* Task description *
Among the lines of the records, please find those that contain the word "blurred" and copy them.

[Entries taken from a collection]
▬▬▬▬▬▬▬▬▬▬

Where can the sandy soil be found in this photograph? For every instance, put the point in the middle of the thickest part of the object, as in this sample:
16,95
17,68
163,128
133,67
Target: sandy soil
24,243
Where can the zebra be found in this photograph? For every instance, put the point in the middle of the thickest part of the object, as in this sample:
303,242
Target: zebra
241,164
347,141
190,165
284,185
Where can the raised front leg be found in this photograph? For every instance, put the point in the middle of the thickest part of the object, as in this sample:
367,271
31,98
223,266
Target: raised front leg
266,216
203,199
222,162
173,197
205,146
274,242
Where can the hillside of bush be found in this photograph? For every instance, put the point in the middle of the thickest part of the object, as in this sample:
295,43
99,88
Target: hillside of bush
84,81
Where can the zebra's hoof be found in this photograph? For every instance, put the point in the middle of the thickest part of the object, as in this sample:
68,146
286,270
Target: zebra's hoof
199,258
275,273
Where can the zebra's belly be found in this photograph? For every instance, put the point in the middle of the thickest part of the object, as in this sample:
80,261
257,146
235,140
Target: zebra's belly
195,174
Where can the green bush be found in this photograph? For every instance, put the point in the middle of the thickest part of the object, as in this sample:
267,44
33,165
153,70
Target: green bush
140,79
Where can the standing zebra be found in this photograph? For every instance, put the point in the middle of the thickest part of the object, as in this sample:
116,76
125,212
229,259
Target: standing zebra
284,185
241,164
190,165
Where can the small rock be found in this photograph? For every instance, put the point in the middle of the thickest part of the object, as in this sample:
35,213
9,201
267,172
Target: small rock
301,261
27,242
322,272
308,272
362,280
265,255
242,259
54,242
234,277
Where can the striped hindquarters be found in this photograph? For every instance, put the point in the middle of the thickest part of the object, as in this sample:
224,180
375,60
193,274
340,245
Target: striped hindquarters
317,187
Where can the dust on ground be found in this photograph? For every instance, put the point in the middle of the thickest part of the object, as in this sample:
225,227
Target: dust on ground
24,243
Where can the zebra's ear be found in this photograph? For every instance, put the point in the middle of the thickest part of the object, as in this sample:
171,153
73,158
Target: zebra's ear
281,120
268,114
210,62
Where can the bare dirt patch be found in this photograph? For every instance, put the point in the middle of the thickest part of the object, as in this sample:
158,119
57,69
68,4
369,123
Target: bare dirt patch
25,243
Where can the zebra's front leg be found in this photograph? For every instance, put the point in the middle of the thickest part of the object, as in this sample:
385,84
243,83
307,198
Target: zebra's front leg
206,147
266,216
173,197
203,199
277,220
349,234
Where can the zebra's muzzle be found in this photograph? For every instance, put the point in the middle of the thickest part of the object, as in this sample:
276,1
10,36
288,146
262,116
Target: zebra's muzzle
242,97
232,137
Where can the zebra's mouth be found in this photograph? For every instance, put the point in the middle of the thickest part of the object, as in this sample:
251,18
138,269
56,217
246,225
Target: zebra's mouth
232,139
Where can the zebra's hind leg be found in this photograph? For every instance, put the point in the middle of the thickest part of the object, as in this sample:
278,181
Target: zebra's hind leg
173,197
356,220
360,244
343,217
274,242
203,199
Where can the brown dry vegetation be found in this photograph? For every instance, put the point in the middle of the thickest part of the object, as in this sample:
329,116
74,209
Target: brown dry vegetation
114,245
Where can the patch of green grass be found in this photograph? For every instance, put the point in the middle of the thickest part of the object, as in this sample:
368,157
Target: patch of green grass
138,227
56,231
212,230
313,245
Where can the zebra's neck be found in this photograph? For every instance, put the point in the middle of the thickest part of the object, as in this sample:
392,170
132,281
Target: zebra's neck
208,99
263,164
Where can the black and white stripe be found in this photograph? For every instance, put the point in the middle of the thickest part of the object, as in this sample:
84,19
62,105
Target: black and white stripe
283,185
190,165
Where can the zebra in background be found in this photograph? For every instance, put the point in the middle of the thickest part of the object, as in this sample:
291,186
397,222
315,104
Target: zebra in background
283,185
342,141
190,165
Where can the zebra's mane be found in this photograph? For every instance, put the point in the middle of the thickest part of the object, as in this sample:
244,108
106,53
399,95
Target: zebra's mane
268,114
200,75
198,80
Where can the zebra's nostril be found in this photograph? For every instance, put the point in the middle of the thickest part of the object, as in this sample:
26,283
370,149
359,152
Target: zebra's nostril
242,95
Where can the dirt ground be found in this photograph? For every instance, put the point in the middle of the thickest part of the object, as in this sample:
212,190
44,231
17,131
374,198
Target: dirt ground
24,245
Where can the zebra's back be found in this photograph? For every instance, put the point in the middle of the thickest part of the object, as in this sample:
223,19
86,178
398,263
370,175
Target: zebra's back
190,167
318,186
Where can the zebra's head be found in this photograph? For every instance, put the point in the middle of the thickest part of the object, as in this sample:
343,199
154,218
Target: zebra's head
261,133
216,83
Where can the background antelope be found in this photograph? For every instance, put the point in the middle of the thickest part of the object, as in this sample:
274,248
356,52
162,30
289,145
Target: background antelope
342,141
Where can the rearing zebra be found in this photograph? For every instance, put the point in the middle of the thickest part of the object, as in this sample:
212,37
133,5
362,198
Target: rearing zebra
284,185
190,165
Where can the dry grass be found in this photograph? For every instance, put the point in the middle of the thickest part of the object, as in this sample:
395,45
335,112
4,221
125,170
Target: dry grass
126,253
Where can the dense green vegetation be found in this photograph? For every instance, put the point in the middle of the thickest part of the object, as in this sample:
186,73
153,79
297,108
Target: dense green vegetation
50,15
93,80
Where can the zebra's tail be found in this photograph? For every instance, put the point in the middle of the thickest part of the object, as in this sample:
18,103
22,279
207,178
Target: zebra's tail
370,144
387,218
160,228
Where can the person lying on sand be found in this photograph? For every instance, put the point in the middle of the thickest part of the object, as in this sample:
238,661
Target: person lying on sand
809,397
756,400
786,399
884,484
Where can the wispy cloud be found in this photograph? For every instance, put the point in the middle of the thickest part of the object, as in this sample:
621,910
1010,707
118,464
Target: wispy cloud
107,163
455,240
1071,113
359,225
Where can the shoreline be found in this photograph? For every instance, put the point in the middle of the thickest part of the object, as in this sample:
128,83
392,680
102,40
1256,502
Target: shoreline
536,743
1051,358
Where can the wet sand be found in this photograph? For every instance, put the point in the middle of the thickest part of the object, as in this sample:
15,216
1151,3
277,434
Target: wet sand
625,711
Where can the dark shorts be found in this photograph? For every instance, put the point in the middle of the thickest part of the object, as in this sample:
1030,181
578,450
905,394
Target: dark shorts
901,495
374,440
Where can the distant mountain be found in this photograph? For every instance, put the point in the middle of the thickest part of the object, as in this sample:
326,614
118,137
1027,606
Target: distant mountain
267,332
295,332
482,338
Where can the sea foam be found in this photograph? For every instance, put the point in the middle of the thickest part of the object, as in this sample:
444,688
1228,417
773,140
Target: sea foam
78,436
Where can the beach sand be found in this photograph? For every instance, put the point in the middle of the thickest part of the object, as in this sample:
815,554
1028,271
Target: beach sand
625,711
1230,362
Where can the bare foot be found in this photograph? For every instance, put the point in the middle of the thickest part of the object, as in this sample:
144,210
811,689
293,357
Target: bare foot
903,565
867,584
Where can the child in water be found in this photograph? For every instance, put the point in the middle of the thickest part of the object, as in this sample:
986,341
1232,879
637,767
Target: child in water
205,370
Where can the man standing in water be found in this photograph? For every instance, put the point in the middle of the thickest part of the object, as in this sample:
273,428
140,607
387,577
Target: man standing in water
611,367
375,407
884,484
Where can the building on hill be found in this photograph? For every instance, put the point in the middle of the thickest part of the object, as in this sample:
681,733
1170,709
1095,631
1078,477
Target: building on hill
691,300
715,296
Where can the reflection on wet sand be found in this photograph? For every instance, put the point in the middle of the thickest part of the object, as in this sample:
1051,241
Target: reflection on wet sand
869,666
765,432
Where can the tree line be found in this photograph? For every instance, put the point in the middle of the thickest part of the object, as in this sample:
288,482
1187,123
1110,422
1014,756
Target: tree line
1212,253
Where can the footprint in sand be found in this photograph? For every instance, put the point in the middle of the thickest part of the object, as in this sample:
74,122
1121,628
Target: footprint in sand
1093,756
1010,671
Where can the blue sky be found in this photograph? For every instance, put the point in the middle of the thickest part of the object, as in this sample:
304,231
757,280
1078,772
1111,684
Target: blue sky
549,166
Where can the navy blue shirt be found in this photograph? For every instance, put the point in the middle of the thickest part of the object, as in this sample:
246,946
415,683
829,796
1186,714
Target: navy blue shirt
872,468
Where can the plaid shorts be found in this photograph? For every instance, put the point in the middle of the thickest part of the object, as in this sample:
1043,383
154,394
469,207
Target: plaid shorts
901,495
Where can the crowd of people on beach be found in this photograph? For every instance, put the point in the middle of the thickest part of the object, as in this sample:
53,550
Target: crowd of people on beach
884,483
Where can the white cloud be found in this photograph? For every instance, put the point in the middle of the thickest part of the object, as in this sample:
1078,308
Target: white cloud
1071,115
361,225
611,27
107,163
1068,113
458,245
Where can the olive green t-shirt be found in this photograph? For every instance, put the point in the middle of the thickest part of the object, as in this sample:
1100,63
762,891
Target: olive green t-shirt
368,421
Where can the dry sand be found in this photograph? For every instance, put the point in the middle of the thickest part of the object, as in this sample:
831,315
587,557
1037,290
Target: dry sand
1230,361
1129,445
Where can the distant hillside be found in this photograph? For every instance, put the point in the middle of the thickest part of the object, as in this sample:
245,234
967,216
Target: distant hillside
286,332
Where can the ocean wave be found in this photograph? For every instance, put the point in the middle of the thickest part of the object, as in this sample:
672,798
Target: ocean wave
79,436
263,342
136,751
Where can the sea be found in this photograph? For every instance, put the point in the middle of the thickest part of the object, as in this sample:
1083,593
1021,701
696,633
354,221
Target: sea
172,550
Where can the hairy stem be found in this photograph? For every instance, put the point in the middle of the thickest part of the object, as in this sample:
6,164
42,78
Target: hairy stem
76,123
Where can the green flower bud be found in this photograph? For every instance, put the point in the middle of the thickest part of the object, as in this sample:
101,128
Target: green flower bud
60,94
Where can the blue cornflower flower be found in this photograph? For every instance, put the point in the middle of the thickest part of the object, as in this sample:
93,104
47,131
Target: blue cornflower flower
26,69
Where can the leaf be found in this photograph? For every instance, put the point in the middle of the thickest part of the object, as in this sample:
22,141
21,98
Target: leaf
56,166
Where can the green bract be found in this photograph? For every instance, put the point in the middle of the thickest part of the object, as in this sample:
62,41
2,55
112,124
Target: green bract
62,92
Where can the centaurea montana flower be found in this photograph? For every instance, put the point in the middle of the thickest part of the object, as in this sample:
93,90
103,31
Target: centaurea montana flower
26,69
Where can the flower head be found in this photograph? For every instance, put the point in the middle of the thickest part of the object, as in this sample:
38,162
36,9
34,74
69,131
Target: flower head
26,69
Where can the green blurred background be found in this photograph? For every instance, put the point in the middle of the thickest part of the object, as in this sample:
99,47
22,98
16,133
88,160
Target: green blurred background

▬▬▬▬▬▬▬▬▬▬

* Task answer *
Where can the green blurred background be found in this photograph? For every instance, put the point in the middle of the thickest part of the object, as in this sample:
Target: green blurred background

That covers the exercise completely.